Point localization data
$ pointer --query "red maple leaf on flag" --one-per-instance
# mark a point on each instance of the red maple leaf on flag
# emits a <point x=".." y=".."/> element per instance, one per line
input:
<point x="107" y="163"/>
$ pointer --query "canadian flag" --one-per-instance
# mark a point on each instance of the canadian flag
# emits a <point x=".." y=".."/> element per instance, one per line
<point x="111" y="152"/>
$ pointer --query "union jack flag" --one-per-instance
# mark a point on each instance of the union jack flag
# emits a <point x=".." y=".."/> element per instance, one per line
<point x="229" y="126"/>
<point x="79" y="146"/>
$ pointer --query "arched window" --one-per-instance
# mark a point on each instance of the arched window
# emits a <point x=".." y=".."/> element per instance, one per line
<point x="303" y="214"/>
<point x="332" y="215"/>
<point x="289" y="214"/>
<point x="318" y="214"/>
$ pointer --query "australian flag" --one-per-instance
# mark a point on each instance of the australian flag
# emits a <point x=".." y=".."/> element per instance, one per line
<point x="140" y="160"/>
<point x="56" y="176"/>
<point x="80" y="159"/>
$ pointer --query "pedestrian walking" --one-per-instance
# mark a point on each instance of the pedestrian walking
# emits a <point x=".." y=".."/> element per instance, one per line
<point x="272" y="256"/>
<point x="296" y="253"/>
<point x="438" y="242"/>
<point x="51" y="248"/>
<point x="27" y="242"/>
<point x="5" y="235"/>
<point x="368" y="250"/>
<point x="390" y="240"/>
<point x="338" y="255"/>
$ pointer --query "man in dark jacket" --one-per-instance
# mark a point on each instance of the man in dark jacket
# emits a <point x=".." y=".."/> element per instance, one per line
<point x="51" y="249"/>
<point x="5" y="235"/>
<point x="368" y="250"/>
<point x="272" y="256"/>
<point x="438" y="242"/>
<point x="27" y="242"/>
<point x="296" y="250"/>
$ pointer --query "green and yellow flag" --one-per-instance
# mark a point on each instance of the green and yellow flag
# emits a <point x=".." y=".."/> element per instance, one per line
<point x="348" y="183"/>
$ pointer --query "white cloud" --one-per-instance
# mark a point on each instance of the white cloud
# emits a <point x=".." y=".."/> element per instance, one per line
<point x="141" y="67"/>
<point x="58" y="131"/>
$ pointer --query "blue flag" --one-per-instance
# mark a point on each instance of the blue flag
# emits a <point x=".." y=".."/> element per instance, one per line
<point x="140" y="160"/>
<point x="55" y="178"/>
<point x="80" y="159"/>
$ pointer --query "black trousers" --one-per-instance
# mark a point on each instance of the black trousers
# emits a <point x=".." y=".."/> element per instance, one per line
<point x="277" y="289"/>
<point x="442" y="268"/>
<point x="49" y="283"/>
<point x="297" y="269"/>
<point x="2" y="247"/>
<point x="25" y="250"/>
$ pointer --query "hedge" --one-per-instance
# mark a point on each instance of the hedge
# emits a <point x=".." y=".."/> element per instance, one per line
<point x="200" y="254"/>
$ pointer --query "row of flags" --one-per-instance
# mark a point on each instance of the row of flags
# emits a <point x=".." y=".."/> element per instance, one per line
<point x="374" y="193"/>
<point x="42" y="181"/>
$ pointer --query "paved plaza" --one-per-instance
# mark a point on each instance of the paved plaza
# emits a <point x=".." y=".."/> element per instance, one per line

_What to produce_
Restate the whole of the data exactly.

_Result below_
$ pointer --query "red maple leaf on flag" --one-per-instance
# mark a point on each instance of the red maple leaf on flag
# emits a <point x=".." y=".."/> element per instance, one per line
input:
<point x="107" y="163"/>
$ pointer --query "canadian flag" --one-per-instance
# mark a point on each instance of the canadian flag
# emits a <point x=".." y=".."/> element per instance, one per line
<point x="111" y="152"/>
$ pointer --query "union jack flag" --one-per-instance
# mark a point on each instance of the union jack flag
# emits a <point x=".." y=".."/> element per instance, one per line
<point x="229" y="126"/>
<point x="79" y="146"/>
$ pointer --query "arched window" --one-per-instance
# mark a point on each instance of the arched window
# emits a <point x=".." y=".."/> element per instance, one per line
<point x="303" y="214"/>
<point x="332" y="215"/>
<point x="289" y="214"/>
<point x="318" y="214"/>
$ pointer --query "australian flag" --one-per-instance
# mark a point on each instance of the australian flag
# emits a <point x=".." y=".."/> element per instance, one per line
<point x="140" y="160"/>
<point x="56" y="176"/>
<point x="80" y="159"/>
$ pointer --query "pedestrian walking" --one-per-instance
# mark a point on each instance of the pedestrian walking
# emits a <point x=".." y=".."/> element per instance, one per line
<point x="272" y="256"/>
<point x="296" y="253"/>
<point x="438" y="242"/>
<point x="51" y="248"/>
<point x="27" y="242"/>
<point x="5" y="235"/>
<point x="368" y="250"/>
<point x="390" y="240"/>
<point x="338" y="255"/>
$ pointer --query "man in dark jacket" --one-per-instance
# mark a point on each instance of the man in dark jacket
# emits a <point x=".." y=".."/> element per instance, one per line
<point x="51" y="249"/>
<point x="5" y="235"/>
<point x="368" y="250"/>
<point x="272" y="256"/>
<point x="438" y="242"/>
<point x="27" y="242"/>
<point x="296" y="250"/>
$ pointer --query "green and yellow flag" --one-per-instance
# mark a point on each instance of the green and yellow flag
# emits a <point x=".." y=".."/> element per instance, one per line
<point x="348" y="183"/>
$ pointer --query "white cloud" --one-per-instance
# mark a point on each instance of the white cloud
# emits a <point x=".." y=".."/> element per instance, one per line
<point x="141" y="67"/>
<point x="58" y="131"/>
$ pointer --query "blue flag" --one-per-instance
# mark a point on each instance of the blue flag
# emits a <point x=".." y=".."/> element per instance, one per line
<point x="140" y="160"/>
<point x="55" y="178"/>
<point x="80" y="159"/>
$ pointer --query "black trousers" --one-per-instance
# mark a point on each instance of the black trousers
# emits a <point x=".." y=".."/> element per instance, one per line
<point x="277" y="289"/>
<point x="442" y="268"/>
<point x="49" y="283"/>
<point x="297" y="269"/>
<point x="2" y="247"/>
<point x="25" y="250"/>
$ pointer --query "hedge" --one-per-instance
# mark a point on each instance of the hedge
# emits a <point x=".." y=".."/> element per instance, one per line
<point x="200" y="254"/>
$ pointer --query "row of flags" --one-per-instance
# mark a point on each instance of the row of flags
# emits a <point x=".." y=".."/> element per instance, one per line
<point x="374" y="193"/>
<point x="42" y="181"/>
$ pointer --query "paved plaza" --one-per-instance
# mark a point on each instance of the paved plaza
# emits a <point x=".." y=".."/> element per instance, one per line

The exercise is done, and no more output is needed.